● **Brief**
Every line of the listing is returned unchanged, and every picture is dropped.

● **Dataset content**
# # #

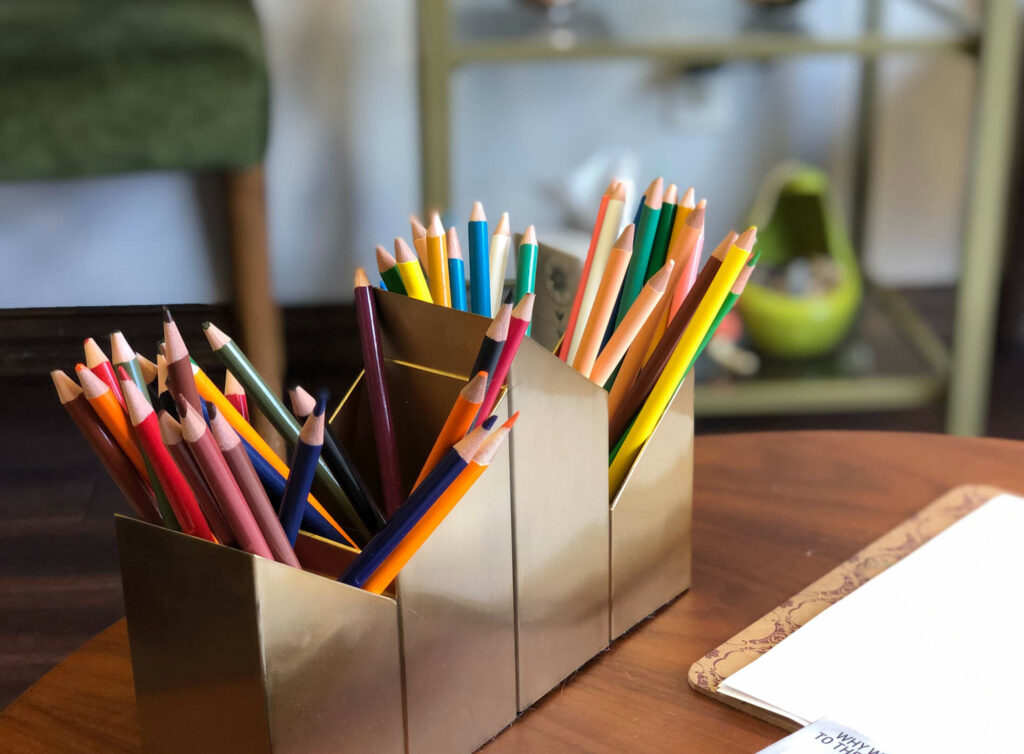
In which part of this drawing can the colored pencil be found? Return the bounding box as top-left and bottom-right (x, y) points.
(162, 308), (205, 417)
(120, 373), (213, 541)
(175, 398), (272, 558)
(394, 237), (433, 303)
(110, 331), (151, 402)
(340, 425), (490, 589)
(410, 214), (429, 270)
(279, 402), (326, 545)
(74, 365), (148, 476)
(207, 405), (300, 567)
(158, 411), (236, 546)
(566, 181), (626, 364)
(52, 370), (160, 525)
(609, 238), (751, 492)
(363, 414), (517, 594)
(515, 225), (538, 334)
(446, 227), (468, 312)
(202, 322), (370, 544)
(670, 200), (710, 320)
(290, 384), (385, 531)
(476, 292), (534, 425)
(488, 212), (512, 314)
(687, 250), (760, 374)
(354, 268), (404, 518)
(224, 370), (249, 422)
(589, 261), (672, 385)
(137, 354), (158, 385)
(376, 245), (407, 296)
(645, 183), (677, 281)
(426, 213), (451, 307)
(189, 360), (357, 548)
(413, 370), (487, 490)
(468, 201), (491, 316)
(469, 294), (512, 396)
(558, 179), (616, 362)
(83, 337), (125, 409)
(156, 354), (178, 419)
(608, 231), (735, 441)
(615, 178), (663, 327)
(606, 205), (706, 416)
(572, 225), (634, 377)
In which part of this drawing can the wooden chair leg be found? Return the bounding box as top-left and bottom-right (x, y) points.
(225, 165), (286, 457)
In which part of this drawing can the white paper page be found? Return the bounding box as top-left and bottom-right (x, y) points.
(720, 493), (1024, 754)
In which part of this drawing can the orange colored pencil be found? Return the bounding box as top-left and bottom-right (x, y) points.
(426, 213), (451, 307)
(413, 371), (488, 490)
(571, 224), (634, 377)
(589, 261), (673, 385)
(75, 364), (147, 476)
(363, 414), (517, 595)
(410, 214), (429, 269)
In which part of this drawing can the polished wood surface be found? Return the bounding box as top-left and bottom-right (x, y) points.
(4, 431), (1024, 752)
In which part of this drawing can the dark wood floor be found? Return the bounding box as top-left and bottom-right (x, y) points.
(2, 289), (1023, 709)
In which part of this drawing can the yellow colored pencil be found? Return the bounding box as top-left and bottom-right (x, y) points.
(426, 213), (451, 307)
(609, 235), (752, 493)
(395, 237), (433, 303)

# # #

● **Solution below**
In which part of this drawing can the colored pencil be found? Return the bounding box as top-left and bottom-right (x, y) points.
(162, 308), (205, 417)
(120, 373), (213, 541)
(175, 398), (272, 558)
(394, 237), (433, 303)
(110, 331), (151, 402)
(340, 425), (490, 589)
(410, 214), (429, 270)
(279, 402), (326, 545)
(74, 365), (148, 476)
(207, 405), (300, 567)
(158, 411), (236, 546)
(566, 181), (626, 364)
(52, 370), (160, 525)
(609, 238), (751, 492)
(363, 414), (517, 594)
(515, 225), (538, 334)
(446, 227), (468, 312)
(202, 322), (370, 544)
(670, 200), (710, 320)
(290, 384), (385, 531)
(476, 292), (534, 425)
(488, 212), (512, 314)
(687, 250), (760, 374)
(354, 268), (404, 518)
(224, 370), (249, 422)
(589, 261), (672, 385)
(137, 354), (158, 385)
(376, 245), (407, 296)
(645, 183), (677, 281)
(426, 213), (451, 307)
(189, 360), (357, 548)
(413, 370), (487, 490)
(468, 201), (491, 316)
(469, 294), (512, 396)
(558, 179), (616, 362)
(83, 337), (125, 409)
(156, 354), (178, 419)
(608, 231), (735, 441)
(615, 178), (663, 327)
(606, 205), (706, 416)
(572, 225), (634, 377)
In which part of this drawing can the wooden chair leg be found? Return the bounding box as top-left and bottom-right (x, y) points.
(225, 165), (286, 457)
In which part of this drawing can the white paper page be found? Return the bounding box as top-left and bottom-right (x, y) points.
(720, 493), (1024, 754)
In which part of this drawing can the orange colored pencil be found? Return the bounding box as top-left and bottom-right (x, y) points.
(426, 213), (451, 307)
(413, 371), (488, 490)
(571, 224), (634, 377)
(589, 261), (673, 385)
(75, 364), (147, 476)
(363, 414), (517, 595)
(410, 214), (429, 269)
In which part of this drawing can the polished wood surface be found? Return the bounding box as top-left and bottom-right (x, y) points.
(4, 431), (1024, 752)
In which part of this drawing can the dark wood floor be found? Return the bounding box as top-left and bottom-right (x, y) points.
(2, 289), (1023, 709)
In which part of this drawing can the yellow colored pencil be found? Return the bounding box as top-left and bottom-right (x, y) points.
(426, 213), (451, 307)
(609, 235), (752, 493)
(395, 237), (433, 303)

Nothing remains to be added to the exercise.